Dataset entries
-------------------------
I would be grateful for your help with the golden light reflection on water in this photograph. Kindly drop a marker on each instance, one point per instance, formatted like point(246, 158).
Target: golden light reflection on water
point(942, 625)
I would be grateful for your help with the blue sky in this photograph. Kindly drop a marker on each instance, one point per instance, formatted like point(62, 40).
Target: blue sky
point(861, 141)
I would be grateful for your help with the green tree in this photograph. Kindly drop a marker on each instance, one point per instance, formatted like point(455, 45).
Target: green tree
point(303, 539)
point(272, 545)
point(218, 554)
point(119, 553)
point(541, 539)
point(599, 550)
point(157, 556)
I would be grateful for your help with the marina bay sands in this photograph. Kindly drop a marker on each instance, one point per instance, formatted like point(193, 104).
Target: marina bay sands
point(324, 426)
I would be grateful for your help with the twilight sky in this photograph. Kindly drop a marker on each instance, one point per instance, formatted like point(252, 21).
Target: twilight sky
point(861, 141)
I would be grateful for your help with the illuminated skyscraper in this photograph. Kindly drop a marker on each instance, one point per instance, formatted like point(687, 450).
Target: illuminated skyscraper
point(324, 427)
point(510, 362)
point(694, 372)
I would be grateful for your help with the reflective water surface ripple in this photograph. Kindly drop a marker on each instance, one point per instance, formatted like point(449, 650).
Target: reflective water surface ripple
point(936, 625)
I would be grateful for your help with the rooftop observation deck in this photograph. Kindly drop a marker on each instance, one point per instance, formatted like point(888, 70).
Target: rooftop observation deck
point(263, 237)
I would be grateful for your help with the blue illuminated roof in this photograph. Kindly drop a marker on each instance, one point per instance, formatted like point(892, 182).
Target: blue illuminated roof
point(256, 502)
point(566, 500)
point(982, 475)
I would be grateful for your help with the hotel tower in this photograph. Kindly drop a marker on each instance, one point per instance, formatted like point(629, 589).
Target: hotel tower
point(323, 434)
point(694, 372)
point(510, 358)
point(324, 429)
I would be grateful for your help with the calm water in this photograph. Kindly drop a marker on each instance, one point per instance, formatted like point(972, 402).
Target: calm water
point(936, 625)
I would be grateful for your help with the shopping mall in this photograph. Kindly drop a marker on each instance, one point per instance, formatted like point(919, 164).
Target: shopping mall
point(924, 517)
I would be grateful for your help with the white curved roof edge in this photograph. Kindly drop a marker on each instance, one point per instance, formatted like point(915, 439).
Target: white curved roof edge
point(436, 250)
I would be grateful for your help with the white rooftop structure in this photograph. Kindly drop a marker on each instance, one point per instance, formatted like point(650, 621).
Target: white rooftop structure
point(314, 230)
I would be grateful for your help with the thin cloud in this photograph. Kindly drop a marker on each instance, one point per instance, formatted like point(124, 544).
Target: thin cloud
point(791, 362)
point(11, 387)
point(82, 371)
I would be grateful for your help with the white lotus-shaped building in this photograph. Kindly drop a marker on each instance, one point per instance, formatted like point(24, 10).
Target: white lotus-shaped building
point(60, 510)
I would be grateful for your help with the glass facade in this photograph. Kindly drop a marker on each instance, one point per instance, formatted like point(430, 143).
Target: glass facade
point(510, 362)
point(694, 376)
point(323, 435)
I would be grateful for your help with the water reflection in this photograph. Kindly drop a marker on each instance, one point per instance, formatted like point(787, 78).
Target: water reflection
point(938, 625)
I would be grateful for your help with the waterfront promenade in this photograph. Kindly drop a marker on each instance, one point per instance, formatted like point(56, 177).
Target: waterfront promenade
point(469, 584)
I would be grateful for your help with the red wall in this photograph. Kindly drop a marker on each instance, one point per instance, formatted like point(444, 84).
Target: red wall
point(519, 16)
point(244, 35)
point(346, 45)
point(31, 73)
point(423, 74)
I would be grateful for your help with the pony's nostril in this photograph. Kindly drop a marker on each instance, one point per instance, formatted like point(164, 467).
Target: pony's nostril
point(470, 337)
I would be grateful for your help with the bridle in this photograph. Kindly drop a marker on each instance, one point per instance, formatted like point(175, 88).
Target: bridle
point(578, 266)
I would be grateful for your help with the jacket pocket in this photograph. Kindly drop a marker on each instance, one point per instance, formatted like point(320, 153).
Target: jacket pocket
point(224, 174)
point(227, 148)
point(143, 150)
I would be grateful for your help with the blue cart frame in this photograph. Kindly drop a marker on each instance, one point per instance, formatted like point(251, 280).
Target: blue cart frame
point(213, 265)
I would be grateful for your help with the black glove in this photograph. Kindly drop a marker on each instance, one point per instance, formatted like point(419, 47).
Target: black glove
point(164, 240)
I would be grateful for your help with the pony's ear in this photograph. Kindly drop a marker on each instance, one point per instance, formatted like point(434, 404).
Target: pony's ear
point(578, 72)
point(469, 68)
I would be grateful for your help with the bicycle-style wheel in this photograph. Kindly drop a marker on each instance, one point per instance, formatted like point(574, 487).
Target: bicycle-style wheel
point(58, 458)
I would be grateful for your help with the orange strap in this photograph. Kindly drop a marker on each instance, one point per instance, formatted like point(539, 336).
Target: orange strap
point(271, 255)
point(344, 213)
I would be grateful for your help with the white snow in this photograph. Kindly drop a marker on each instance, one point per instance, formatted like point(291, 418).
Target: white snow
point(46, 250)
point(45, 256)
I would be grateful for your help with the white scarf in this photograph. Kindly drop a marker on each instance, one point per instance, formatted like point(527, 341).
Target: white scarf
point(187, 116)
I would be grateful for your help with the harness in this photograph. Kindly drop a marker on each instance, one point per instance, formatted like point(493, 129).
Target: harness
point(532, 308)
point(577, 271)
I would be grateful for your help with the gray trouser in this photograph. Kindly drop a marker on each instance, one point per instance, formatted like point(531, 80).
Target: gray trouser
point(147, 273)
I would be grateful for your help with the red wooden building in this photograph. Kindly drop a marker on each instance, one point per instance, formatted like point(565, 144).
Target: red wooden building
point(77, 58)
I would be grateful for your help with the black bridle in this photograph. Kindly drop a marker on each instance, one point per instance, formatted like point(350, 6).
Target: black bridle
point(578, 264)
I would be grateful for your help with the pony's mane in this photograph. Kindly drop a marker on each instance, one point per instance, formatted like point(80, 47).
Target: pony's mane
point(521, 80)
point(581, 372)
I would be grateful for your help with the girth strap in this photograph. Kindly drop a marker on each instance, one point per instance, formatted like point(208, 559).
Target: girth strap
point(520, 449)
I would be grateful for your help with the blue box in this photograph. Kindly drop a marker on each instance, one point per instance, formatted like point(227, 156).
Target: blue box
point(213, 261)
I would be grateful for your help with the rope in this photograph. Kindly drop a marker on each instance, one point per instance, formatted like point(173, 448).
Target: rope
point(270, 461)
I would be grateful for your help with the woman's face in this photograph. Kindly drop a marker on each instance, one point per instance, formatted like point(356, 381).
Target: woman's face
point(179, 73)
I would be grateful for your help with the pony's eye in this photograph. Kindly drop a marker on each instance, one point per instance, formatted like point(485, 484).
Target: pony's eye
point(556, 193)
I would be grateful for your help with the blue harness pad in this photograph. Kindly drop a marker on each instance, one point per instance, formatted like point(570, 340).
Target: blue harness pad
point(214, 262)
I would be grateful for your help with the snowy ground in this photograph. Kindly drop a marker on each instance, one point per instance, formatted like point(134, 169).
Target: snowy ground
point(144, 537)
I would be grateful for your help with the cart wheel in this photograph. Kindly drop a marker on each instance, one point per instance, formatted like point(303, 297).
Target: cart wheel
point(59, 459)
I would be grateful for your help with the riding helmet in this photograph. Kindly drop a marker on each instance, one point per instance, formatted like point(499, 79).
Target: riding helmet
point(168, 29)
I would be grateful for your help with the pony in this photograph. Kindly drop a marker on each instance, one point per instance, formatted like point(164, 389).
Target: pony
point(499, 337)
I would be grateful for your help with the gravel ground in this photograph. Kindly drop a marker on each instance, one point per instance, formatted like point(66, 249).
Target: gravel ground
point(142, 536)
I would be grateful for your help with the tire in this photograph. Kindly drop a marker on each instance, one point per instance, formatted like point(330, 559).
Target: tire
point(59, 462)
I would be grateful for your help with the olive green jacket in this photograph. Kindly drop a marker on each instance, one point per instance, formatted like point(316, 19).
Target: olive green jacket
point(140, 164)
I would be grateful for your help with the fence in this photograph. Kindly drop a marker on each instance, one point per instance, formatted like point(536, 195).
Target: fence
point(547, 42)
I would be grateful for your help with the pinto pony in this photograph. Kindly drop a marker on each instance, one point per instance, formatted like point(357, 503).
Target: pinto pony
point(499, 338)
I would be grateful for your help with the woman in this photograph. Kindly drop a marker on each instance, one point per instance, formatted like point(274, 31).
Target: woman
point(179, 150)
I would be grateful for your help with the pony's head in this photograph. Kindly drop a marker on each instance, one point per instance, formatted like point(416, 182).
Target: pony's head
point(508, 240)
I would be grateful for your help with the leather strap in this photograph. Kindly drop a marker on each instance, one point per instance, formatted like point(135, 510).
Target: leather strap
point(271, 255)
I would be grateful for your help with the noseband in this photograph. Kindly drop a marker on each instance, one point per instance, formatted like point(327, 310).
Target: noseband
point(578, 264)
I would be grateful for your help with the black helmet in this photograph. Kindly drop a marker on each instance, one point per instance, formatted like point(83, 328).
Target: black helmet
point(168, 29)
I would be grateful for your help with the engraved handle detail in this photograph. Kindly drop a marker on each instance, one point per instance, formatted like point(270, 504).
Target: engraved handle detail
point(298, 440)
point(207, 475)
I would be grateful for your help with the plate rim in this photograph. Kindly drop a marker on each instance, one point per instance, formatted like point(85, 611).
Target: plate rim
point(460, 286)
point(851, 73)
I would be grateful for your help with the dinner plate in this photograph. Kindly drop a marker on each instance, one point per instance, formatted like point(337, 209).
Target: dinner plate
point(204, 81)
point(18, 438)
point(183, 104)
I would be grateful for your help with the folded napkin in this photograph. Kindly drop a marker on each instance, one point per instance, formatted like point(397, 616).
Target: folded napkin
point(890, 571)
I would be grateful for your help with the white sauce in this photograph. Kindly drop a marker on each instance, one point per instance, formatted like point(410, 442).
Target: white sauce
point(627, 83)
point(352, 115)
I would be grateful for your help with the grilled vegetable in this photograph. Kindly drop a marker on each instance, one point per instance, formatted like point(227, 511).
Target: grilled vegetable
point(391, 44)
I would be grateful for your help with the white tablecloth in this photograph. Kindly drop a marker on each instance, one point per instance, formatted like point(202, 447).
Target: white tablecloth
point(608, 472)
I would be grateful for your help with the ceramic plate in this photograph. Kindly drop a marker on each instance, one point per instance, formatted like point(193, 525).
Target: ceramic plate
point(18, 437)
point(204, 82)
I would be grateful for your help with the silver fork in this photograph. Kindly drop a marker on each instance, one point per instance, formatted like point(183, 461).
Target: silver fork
-------------------------
▶ EXERCISE TASK:
Copy the stretch of the listing above from the line containing "I would be grateful for your help with the water reflection" through the line containing "point(164, 240)", both included, reproducing each line verbatim.

▶ WRITTEN RESPONSE:
I would be grateful for your help with the water reflection in this photograph. Kindly drop a marker on each instance, one point per instance, formatted like point(787, 78).
Target: water reflection
point(938, 625)
I would be grateful for your help with the waterfront promenade in this photograph. Kindly drop a marker on each instance, one point per instance, formatted like point(56, 177).
Target: waterfront promenade
point(469, 584)
I would be grateful for your help with the red wall in this photograph. Kindly drop a marker on each instance, one point per instance, formatted like point(444, 84).
Target: red wall
point(519, 16)
point(244, 35)
point(346, 45)
point(31, 73)
point(423, 74)
I would be grateful for your help with the pony's nostril in this photograph. Kindly drop a marker on each instance, one point per instance, formatted like point(164, 467).
Target: pony's nostril
point(470, 337)
I would be grateful for your help with the bridle in this photograph. Kindly drop a marker on each instance, one point per instance, formatted like point(175, 88).
Target: bridle
point(578, 266)
I would be grateful for your help with the jacket pocket in this photograph. Kindly drop a marker on each instance, one point per instance, formatted like point(320, 153).
Target: jacket pocket
point(224, 174)
point(227, 148)
point(143, 150)
I would be grateful for your help with the blue cart frame in this photograph. Kindly drop a marker on each instance, one point per instance, formatted like point(251, 280).
Target: blue cart frame
point(213, 265)
I would be grateful for your help with the black glove in this photograph. Kindly drop a marker on each instance, one point per instance, formatted like point(419, 47).
Target: black glove
point(164, 240)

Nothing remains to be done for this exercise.